**PROBLEMS TO WORK ON:**
- A) From the thread on storing sewer camera footage, list every username that heads a post, along with the date shown beside it.
- B) Pick up the thread on storing sewer camera footage after its final line and write the next post.

**TEXT:**
>> START

I use a Rigid cs10 monitor that records on a thumb drive. I keep all my work on a thumb drive and I burn it to DVD and get them a copy if needed. We download all the camera work on the PC at the office as well as my laptop at home and when the thumbdrive is 80 or 90% full it gets labeled and filed at the office for future reference by date of service. We haven't run into a storage capacity problem yet and I have filled a couple 4GB thumb drives so far.


----------



## Gettinit (May 9, 2012)

deerslayer said:


> I use a Rigid cs10 monitor that records on a thumb drive. I keep all my work on a thumb drive and I burn it to DVD and get them a copy if needed. We download all the camera work on the PC at the office as well as my laptop at home and when the thumbdrive is 80 or 90% full it gets labeled and filed at the office for future reference by date of service. We haven't run into a storage capacity problem yet and I have filled a couple 4GB thumb drives so far.


Why not just give them a 2GB thumb drive right there on the clock and cut out the excessive work since you have the capability. The added benefit from the drive is the ability to add to the customers storage and use theirs to view old info.

Seems like a good idea....what am I missing?


----------



## SewerRatz (Apr 25, 2009)

I use Thumb drives with my company info, and a report on the drive with jobsite info in the report along with stills plus the video.

If things pick up in the telavising end of busness, I will get back with Ridgid Connect. I got to try it out for some time and really like its setup. http://www.ridgidconnect.com/

Here is an example of a report made with the SeeSnake HQ software. These were stills of an outside basin. http://www.a-archer.net/images/inspectionreport.pdf


----------



## deerslayer (Mar 29, 2012)

>> END

**MATERIAL:**

>> START

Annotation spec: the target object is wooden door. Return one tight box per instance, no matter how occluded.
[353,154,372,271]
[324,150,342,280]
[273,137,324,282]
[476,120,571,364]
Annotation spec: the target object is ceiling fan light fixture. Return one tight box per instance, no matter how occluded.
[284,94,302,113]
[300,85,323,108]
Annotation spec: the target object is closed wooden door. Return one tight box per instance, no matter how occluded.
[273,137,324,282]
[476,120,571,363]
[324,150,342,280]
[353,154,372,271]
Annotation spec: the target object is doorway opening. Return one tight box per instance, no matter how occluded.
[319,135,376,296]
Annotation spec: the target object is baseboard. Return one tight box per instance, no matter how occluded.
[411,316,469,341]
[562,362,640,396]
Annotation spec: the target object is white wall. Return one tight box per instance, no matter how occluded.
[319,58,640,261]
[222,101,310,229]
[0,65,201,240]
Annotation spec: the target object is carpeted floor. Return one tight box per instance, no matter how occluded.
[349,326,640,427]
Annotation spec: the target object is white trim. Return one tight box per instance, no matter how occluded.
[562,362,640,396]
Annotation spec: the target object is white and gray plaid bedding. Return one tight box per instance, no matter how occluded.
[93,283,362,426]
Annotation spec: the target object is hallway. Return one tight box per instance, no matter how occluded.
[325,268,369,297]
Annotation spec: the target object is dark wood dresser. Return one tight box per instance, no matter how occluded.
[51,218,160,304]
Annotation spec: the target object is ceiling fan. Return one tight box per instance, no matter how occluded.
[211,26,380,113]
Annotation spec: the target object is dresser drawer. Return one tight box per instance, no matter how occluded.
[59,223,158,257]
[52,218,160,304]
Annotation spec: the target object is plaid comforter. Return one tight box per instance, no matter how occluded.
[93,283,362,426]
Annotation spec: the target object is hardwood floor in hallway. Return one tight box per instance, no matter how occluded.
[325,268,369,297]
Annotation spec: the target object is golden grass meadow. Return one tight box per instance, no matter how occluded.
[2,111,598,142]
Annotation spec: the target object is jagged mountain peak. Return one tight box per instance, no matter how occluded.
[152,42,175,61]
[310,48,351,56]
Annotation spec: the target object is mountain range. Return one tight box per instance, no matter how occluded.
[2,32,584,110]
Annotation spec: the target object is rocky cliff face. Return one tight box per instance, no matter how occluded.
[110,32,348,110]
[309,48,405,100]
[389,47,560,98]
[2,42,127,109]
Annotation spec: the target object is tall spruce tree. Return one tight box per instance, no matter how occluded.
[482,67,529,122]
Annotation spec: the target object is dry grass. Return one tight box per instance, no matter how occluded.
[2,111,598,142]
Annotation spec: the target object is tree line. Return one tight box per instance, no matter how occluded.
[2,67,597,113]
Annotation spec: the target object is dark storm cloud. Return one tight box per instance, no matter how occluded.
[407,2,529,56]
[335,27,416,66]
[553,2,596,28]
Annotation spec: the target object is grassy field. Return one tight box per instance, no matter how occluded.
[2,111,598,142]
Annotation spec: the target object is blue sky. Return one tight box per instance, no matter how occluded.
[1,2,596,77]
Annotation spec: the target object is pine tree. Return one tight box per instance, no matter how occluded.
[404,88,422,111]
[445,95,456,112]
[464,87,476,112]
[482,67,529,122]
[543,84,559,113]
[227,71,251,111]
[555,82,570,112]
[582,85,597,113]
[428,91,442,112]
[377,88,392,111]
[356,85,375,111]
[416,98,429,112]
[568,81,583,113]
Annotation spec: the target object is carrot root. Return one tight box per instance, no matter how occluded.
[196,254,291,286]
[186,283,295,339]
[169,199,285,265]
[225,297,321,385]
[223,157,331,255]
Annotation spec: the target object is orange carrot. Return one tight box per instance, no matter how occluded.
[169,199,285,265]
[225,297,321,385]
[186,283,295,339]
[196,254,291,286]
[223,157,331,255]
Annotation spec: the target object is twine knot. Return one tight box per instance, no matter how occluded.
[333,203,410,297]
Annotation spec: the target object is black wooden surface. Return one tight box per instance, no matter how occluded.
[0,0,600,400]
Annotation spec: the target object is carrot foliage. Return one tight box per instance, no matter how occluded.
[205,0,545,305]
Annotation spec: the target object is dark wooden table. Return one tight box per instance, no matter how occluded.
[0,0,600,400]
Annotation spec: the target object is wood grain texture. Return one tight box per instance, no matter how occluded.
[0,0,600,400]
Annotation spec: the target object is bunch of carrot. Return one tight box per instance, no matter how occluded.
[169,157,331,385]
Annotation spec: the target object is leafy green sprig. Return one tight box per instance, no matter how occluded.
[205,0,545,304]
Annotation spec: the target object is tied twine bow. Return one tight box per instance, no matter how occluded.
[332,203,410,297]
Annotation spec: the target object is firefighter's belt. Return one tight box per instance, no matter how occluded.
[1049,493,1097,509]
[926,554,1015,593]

>> END

**ANSWERS PROVIDED:**
- A)
Gettinit (May 9, 2012)
SewerRatz (Apr 25, 2009)
deerslayer (Mar 29, 2012)

- B)
Gettinit said:


> Why not just give them a 2GB thumb drive right there on the clock and cut out the excessive work since you have the capability. The added benefit from the drive is the ability to add to the customers storage and use theirs to view old info.
> 
> Seems like a good idea....what am I missing?


Our system only records to the thumbdrive, so if I give them the only copy I have no evidence that I camera'd or fully opened the sewer ETC


----------



## SewerRatz (Apr 25, 2009)

deerslayer said:


> Our system only records to the thumbdrive, so if I give them the only copy I have no evidence that I camera'd or fully opened the sewer ETC


Record to the thumb drive, then inform them you will watch the video at the office on a larger screen and make any notes as needed. Then tell them after that you can send them a burned DVD or a thumb drive copy.


----------



## Gettinit (May 9, 2012)

deerslayer said:


> Our system only records to the thumbdrive, so if I give them the only copy I have no evidence that I camera'd or fully opened the sewer ETC


Ohhh, that blows. Mine goes to the hard drive and then I can upload it to the drive and make myself a copy while on the job. Now I see.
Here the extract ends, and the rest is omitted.